>> Start Provided passage
Recovering Partial Data From Re-Added Drive

Liwei <xieliwei@xxxxxxxxx> · Wed, 24 Jan 2018 01:16:43 +0800



Hi list,
    This is a very odd question and I'm just grasping at straws here...
========
TLDR version:
    1. RAID6 had 1 missing drive, running degraded
    2. 1 more drive dropped out due to glitch (drive seems fine)
    3. A few hours later, 1 more drive had headcrash, destroyed filesystem
    4. If I was lucky (i.e. no important writes occurred during those
hours in-between), it may have been possible to re-assemble raid with
glitched-drive in place of headcrash-drive
    5. However, accidentally re-added glitched-drive instead
    6. How to proceed?
========
    I have a RAID6 running degraded (12 out of 13 drives). Similar to
an email I previously sent to this list, it was in the process of
being migrated to a larger set of disks - thus I decided not to order
a replacement for the drive that died.
>> End Provided passage
>> Start Excerpted records
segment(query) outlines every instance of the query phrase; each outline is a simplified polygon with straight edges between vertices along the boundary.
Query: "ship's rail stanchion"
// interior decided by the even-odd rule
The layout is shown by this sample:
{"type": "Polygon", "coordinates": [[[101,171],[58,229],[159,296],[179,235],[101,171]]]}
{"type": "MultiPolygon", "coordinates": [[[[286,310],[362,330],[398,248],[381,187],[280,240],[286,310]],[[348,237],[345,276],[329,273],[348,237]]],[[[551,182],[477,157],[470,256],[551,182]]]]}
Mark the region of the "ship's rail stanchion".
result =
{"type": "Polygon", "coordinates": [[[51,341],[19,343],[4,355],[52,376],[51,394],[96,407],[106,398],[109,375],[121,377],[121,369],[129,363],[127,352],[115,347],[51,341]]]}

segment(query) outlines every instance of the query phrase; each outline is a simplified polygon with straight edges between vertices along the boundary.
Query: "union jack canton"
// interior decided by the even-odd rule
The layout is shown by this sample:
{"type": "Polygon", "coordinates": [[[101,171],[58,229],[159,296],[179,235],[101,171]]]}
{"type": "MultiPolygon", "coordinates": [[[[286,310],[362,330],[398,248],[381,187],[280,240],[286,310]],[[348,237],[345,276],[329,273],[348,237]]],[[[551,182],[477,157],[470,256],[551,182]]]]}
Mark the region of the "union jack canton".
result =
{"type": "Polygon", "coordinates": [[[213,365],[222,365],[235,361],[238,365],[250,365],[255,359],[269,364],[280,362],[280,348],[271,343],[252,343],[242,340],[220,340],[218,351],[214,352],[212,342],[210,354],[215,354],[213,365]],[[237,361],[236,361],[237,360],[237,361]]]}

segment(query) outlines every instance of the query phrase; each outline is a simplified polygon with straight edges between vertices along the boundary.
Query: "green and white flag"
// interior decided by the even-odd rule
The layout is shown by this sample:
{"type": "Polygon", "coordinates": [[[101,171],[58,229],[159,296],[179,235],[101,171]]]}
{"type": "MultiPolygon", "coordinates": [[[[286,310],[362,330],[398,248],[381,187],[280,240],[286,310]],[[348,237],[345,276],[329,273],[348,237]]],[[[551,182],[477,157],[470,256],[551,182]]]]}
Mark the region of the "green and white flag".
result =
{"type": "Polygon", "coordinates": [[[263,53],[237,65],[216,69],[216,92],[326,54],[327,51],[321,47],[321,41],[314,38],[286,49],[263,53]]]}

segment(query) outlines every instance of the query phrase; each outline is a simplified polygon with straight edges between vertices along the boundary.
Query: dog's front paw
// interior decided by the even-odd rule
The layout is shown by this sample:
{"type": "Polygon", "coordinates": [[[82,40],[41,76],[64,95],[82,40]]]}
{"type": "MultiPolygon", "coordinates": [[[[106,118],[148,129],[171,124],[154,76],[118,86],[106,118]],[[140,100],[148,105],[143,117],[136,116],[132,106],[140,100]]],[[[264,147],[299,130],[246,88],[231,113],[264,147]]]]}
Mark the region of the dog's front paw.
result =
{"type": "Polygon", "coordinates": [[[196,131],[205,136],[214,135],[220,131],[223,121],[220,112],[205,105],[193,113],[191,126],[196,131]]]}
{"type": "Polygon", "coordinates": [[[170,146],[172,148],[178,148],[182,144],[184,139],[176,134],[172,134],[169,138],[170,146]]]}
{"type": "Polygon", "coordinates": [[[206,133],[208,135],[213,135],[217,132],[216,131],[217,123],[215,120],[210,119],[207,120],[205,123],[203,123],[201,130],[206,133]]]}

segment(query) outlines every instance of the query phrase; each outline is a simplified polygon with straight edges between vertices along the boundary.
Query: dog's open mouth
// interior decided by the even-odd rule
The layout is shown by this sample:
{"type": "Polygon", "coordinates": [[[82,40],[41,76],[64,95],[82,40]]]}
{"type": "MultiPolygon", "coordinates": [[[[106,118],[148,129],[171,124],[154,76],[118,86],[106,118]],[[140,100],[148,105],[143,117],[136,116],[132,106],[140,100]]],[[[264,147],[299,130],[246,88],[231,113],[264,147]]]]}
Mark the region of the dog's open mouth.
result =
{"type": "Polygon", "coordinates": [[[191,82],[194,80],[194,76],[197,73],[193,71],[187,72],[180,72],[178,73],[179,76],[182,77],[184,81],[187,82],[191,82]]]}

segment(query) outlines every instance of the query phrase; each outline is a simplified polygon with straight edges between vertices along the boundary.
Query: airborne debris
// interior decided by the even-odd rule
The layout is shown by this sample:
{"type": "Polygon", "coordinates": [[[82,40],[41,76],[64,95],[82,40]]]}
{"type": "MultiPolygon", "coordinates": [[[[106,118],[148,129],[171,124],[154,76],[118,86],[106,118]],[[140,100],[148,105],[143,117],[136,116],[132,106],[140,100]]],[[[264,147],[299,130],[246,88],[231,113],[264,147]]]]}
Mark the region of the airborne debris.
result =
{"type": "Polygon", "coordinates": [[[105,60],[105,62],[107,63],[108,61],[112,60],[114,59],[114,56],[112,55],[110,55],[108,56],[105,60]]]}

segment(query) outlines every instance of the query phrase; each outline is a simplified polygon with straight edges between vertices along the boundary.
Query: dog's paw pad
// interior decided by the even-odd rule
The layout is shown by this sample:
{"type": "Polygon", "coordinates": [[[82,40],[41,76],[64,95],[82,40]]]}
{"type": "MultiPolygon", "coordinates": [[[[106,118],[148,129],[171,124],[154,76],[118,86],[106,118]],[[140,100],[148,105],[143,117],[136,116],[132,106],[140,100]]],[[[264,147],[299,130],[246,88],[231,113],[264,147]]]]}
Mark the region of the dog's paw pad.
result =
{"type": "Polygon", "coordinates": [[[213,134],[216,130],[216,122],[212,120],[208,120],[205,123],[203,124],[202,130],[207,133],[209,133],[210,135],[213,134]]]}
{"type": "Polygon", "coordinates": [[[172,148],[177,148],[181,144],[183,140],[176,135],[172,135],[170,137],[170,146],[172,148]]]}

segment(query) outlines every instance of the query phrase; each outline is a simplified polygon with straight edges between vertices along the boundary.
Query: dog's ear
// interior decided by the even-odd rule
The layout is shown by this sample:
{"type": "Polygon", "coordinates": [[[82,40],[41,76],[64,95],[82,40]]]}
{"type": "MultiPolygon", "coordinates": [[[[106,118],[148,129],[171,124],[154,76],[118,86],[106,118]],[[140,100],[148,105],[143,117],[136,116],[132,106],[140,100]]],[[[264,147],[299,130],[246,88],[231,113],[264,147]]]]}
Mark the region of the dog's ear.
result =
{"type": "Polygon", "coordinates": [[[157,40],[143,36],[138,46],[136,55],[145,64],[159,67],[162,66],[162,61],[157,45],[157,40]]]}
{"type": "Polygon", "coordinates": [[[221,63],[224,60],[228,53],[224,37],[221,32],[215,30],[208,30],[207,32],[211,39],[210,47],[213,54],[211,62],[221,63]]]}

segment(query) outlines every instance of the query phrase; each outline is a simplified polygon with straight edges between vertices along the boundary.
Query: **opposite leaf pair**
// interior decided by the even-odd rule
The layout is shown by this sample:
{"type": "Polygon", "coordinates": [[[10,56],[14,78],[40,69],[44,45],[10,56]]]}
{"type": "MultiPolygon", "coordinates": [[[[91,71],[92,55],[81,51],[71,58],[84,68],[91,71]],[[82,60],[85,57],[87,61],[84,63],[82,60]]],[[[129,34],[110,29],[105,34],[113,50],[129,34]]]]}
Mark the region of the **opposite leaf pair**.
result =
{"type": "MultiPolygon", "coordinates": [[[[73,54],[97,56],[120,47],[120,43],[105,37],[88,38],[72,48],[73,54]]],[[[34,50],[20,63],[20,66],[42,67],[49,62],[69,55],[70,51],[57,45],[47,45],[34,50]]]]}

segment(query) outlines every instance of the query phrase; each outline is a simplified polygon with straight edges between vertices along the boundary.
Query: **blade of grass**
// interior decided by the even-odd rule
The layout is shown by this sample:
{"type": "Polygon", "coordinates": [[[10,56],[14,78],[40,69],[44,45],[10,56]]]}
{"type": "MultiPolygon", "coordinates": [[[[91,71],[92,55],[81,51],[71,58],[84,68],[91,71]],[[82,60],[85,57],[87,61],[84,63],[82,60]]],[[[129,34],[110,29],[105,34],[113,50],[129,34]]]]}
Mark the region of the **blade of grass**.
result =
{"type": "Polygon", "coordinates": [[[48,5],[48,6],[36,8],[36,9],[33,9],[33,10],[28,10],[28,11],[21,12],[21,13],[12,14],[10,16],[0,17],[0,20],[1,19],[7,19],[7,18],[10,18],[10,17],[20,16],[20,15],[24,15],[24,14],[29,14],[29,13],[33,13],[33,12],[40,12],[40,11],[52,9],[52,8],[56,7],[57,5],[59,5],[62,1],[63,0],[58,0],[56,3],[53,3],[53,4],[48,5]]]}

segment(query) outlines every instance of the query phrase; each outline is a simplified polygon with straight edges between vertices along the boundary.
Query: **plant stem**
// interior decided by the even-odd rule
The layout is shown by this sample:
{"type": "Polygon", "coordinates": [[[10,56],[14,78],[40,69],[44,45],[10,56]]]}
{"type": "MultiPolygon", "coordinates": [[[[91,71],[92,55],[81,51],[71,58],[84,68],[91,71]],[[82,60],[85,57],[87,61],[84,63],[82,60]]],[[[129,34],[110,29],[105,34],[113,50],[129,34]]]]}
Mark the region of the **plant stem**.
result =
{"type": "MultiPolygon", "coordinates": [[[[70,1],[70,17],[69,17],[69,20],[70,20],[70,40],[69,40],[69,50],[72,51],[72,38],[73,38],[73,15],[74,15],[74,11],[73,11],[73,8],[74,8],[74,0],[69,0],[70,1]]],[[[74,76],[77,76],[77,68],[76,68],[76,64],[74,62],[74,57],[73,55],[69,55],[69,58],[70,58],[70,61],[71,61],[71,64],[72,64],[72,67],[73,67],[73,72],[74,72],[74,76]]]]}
>> End Excerpted records
(Task to carry out)
Answer from the RAID6 recovery message:
1. How many drives are running in the degraded array, out of how many in total?
2. According to the TLDR list, what happened to the drive that had a headcrash?
3. Why was no replacement ordered for the drive that died?

(Full response)
1. 12 out of 13 drives.
2. It destroyed the filesystem.
3. The array was being migrated to a larger set of disks.